[SOURCE PASSAGE start]

Through a combination of meta-study of existing policy and academic research on the matter, as well as aggregating information from primary sources (NDC submissions, national policies, and national-level climate initiatives such as energy transitions) we find: 

  • African states will need to spend in the order of US$2.5 trillion by 2030 to meet their climate commitments. 
  • Emission reduction makes up close to 80% of spending, with plans for adaptation to climate change costed at US$418 billion. Of this total spending, unconditional pledges by African states – that is, the resources they intend to mobilise themselves – make up US$680 billion in spending, and roughly half of the 2GtCO2e in emissions cuts promised. 
  • The largest emitters and economies account for the bulk of financing needs: South Africa, Egypt and Nigeria alone comprise over half of the total needs. 
  • Delivering the more ambitious mitigation and adaptation projects will require a substantial mobilisation of both domestic and international funding.
  • As it stands, the best available information shows total African climate finance flows at roughly US$30 billion per year in 2019/20 – insufficient to meet even the unconditional commitments. 
  • This is likely due to a combination of insufficient demand for climate projects (which speaks to the necessity of preparing an investable pipeline of projects at country level) and insufficient supply of finance, or at the least finance on the right terms.

[SOURCE PASSAGE end]
[RECORD SET start]

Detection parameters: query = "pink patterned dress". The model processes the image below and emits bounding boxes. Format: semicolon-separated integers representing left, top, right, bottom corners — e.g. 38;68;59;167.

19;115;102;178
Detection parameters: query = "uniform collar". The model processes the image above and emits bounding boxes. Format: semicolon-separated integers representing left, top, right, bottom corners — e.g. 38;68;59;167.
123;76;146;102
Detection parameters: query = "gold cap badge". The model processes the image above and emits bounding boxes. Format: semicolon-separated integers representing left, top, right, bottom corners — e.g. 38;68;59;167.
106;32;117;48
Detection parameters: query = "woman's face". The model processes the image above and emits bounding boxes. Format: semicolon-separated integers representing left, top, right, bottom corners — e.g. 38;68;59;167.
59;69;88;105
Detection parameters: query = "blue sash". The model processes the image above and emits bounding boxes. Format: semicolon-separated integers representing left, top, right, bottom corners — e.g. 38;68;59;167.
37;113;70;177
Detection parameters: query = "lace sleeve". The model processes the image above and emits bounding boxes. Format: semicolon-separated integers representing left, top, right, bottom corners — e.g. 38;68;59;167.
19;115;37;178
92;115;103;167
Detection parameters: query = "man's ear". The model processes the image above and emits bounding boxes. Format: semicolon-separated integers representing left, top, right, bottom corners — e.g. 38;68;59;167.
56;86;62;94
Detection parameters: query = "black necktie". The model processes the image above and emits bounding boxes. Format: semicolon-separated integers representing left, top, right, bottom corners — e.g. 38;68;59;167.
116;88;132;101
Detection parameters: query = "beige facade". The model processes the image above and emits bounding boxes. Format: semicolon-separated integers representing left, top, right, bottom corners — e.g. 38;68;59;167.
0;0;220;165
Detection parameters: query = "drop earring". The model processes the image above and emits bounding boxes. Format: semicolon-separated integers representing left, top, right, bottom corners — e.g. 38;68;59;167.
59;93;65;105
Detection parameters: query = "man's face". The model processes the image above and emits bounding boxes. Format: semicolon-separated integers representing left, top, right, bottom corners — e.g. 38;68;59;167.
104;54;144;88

[RECORD SET end]

PROBLEM DETAILS ▸
Reproduce the climate finance passage in full, word for word. The records are independent material and are not connected to the climate finance passage.

ANSWER FOR THIS EXERCISE ▸
Through a combination of meta-study of existing policy and academic research on the matter, as well as aggregating information from primary sources (NDC submissions, national policies, and national-level climate initiatives such as energy transitions) we find: 

  • African states will need to spend in the order of US$2.5 trillion by 2030 to meet their climate commitments. 
  • Emission reduction makes up close to 80% of spending, with plans for adaptation to climate change costed at US$418 billion. Of this total spending, unconditional pledges by African states – that is, the resources they intend to mobilise themselves – make up US$680 billion in spending, and roughly half of the 2GtCO2e in emissions cuts promised. 
  • The largest emitters and economies account for the bulk of financing needs: South Africa, Egypt and Nigeria alone comprise over half of the total needs. 
  • Delivering the more ambitious mitigation and adaptation projects will require a substantial mobilisation of both domestic and international funding.
  • As it stands, the best available information shows total African climate finance flows at roughly US$30 billion per year in 2019/20 – insufficient to meet even the unconditional commitments. 
  • This is likely due to a combination of insufficient demand for climate projects (which speaks to the necessity of preparing an investable pipeline of projects at country level) and insufficient supply of finance, or at the least finance on the right terms.